Material provided:
· · · ·

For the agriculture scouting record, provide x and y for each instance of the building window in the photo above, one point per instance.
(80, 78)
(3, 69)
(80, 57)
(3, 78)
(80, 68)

· · · ·

Your goal:
Give the listing again. Leave every word as it stands.

Task answer:
For the agriculture scouting record, provide x and y for each instance of the building window in the photo above, one point per instance.
(80, 78)
(3, 69)
(80, 57)
(3, 78)
(80, 68)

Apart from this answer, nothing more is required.